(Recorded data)
·····
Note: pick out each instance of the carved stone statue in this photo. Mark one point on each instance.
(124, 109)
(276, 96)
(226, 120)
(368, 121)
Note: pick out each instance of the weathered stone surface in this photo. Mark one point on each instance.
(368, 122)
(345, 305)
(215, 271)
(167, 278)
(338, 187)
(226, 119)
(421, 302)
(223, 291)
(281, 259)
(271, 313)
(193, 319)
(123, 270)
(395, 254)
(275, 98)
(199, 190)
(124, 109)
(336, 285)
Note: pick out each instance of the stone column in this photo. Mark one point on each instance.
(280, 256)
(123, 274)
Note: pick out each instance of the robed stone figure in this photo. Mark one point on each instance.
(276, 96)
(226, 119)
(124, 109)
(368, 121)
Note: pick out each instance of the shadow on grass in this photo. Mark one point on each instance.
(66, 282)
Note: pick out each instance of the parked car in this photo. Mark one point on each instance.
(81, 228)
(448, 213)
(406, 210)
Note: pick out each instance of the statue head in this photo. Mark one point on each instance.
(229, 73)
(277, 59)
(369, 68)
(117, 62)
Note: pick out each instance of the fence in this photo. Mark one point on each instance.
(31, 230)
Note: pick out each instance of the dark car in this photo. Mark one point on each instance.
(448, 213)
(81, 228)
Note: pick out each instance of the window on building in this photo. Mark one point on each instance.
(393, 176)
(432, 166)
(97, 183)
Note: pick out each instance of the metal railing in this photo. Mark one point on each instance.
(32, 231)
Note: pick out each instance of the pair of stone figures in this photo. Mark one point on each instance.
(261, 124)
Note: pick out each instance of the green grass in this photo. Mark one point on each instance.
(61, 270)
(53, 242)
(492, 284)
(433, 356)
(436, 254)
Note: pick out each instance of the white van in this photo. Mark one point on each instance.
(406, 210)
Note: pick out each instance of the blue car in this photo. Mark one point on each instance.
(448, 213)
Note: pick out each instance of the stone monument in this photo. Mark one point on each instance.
·····
> **WHAT THIS TASK INVOLVES**: Return every entry exactly; no line may be missing.

> **RESPONSE BOX**:
Note: pick out each instance of the carved stone statue in this photo. Mark one point on each instance.
(124, 109)
(276, 96)
(226, 120)
(368, 121)
Note: pick out each instance of the weathered stone surface in this photo. Mark one point on each instance.
(368, 122)
(345, 305)
(215, 271)
(167, 278)
(338, 187)
(226, 119)
(421, 302)
(223, 291)
(281, 259)
(271, 313)
(193, 319)
(123, 270)
(395, 254)
(275, 98)
(199, 190)
(124, 109)
(336, 285)
Note: pick out each instance of the stone column in this photo. Mark one point on each instance.
(280, 256)
(123, 274)
Note: pick out each instance of the robed stone figure in this photo. Mark one point on each instance.
(276, 96)
(226, 119)
(124, 109)
(368, 121)
Note: pick out each instance of the shadow on grass in this photo. Mark one point on each instance.
(66, 282)
Note: pick out each instance of the parked car in this photo. Mark one point on each instance.
(81, 228)
(448, 213)
(406, 210)
Note: pick out each instance of the statue head in this photo. Mark one point on each instance.
(229, 73)
(277, 59)
(369, 68)
(117, 62)
Note: pick out each instance of the fence in this photo. Mark one point on each instance.
(31, 230)
Note: pick out each instance of the dark car in this photo. Mark one point on each instance.
(448, 213)
(81, 228)
Note: pick out each instance of the window on building in this photo. Mark one point on each instance.
(393, 176)
(432, 166)
(97, 183)
Note: pick out each instance of the metal railing in this photo. Mark one point on each instance.
(32, 231)
Note: pick out each instance of the pair of stone figures in this photo. Mark one point on each instance.
(261, 124)
Note: pick out each instance of the green grass in this photo. Mark one point on each instance.
(61, 270)
(53, 242)
(492, 284)
(433, 356)
(436, 254)
Note: pick out each instance of the white van in this photo. Mark one point on each instance.
(406, 210)
Note: pick out each instance of the blue car in this photo. Mark one point on each instance.
(448, 213)
Note: pick out each instance of the stone monument in this photo. Mark one point on each instance.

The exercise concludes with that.